Задания
**a)** Приведите фрагмент текста о памятнике царевичу Димитрию от «Теперь он представляет» до «лица, рост, пропорции.» включительно, заменив в нем «угличанам» на «москвичам».
**b)** Напишите продолжение текста о памятнике царевичу Димитрию, начав сразу после его последнего предложения.

На большой выставке, открытой к 400летию канонизации Димитрия, как эпиграф – старинная парсуна. (Все эти «доиконописные» картины, обвиняющие в злодеянии людей Годунова, вышли, кажется, из какойто одной, почти современной событиям. В ней интонации политического плаката и вместе с тем – песенплачей, красочных и страшных). Дальше картины и иконы, предоставленные художниками Москвы, Ярославля и Углича, а в центре выставочного зала – проекты будущего памятника.
Московский скульптор Илья Павлович Вьюев работает над образом царевича уже девять лет. Димитрий и Углич памятны ему по воспоминаниям детства, по разговорам в семье Бориса Корнилова, мужа Ольги Берггольц, в городе Семенове. «Наверное, меня возили маленького в Углич, потому что, когда я с матерью попал сюда – уже младшим школьником – показалось сразу, что давнымдавно знаю и эти улицы, и эти храмы над Волгой», – рассказывает он. Его мать, искусствовед Вероника Михайловна Вишневская, была командирована в музей, сын помогал ей, рисовал изразцы.
Теперь он представляет угличанам свою большую работу, вобравшую впечатления детства и зрелые размышления о событиях 1591 года. Это варианты общей композиции и скульптурные портреты Димитрия, основанные на ранних живописных и рельефных изображениях (первые иконы, крышка раки из Архангельского собора московского Кремля). Отдельным направлением стали поиски типичных семейных черт, восходивших к Софье Палеолог. Постепенно в сознании автора сложился физический образ ребенка – черты лица, рост, пропорции.
Но как поведет себя этот увиденный автором Димитрий – как обычный ребенок или как царевич, удаленный от трона и столицы? Или предстанет преображенным канонизацией?
Первое, по словам автора, было очень заманчиво: «В камерности и простоте, в отсутствии помпезности действительно было много притягательного. Вот он, мальчик, играет на полянке, не подозревая, какая судьба его ждет...»
Здесь, правда, много того, о чем говорил Василий Суриков, изображая стрельцов в ожидании казни, – «торжественность последних минут», которая потрясает не нервы, а душу. Вот он – засмотрелся на реку, или, может, пересыпает камешки. Думает о своих детских делах: сейчас это, а потом... Перед ним еще пунктир его возможной жизни, и у десятков русских городов еще другое будущее. И все замерло на волоске, а гдето поблизости нож, – кто теперь знает, в чьей руке...

Записи
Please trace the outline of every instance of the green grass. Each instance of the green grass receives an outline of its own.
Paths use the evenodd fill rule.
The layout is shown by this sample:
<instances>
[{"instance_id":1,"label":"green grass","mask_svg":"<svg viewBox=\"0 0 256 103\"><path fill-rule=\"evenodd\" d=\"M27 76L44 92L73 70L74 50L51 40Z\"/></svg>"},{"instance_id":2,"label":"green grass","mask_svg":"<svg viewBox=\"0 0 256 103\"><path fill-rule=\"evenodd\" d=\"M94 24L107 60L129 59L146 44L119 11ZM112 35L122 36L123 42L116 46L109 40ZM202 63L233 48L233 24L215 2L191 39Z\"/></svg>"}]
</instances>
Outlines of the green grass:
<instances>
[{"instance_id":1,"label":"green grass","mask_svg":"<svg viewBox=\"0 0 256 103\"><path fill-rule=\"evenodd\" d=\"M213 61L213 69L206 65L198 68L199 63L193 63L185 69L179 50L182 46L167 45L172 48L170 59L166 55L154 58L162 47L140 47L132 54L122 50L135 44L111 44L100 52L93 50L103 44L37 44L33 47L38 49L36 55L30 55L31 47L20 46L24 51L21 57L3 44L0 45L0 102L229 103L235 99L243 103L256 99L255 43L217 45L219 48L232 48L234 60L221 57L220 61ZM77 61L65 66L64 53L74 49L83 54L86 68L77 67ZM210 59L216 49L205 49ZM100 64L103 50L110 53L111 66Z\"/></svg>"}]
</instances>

--

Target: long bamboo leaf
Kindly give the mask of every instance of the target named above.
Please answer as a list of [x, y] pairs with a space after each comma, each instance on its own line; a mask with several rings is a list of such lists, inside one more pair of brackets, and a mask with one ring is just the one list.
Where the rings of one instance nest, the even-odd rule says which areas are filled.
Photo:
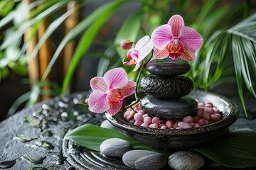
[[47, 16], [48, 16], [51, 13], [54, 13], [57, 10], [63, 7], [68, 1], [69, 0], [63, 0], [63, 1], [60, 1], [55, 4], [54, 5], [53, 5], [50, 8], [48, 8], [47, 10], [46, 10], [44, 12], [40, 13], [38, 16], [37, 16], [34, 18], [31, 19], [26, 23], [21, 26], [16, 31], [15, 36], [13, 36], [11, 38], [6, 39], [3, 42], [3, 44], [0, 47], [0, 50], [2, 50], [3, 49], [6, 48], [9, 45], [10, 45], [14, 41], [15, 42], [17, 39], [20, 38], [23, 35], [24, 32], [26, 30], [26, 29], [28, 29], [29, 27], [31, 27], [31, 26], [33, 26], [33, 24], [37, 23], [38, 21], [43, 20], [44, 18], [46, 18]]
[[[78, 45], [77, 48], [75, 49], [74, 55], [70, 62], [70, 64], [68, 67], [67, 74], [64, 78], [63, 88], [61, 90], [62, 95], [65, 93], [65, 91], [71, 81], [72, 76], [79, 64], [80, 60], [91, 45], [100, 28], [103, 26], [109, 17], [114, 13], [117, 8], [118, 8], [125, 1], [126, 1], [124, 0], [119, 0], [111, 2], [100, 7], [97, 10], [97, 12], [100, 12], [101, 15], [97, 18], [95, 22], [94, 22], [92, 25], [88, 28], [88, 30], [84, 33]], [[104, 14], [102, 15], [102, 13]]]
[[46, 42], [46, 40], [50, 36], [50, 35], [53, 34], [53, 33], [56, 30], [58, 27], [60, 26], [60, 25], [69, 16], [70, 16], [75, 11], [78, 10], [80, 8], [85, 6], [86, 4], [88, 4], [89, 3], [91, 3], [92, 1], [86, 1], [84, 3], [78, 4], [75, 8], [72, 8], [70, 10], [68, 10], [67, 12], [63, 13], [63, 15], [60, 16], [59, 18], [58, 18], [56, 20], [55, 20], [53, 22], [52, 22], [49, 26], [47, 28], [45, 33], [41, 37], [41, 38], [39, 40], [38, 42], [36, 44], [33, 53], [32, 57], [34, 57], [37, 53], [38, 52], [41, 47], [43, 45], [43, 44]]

Ответы
**a)**
Теперь он представляет москвичам свою большую работу, вобравшую впечатления детства и зрелые размышления о событиях 1591 года. Это варианты общей композиции и скульптурные портреты Димитрия, основанные на ранних живописных и рельефных изображениях (первые иконы, крышка раки из Архангельского собора московского Кремля). Отдельным направлением стали поиски типичных семейных черт, восходивших к Софье Палеолог. Постепенно в сознании автора сложился физический образ ребенка – черты лица, рост, пропорции.

**b)**
Только это был бы памятник превратностям истории.
Итак, царевич был убит – болезнью или злым умыслом, и здесь не только грамматика задала «страдательный залог». Илья Павлович рассуждает: «Димитрий не успел стать по своему малолетству активным действующим лицом российской истории. И прославлен он был уже после своей смерти...» Ссылаясь на «Знаменский гербовник» 1729 года, на помещенный там «знак для угличских полков», скульптор изображает Димитрия с ягненком (знак невинности и жертвенности) на фоне креста, охваченного побегами родословного древа российских государей. Верхний – нераспустившийся – цветок древа сломлен и упал к ногам царевича, последнего в роду, идущем от легендарного Рюрика и реального Ивана Калиты. О событиях 1591 года должны напомнить рельефы на постаменте: гибель Димитрия, восстание угличан, перенесение мощей и канонизация царевича. Литая решетка вокруг памятника – копия решетки у надгробной сени царевича в Архангельском соборе московского Кремля.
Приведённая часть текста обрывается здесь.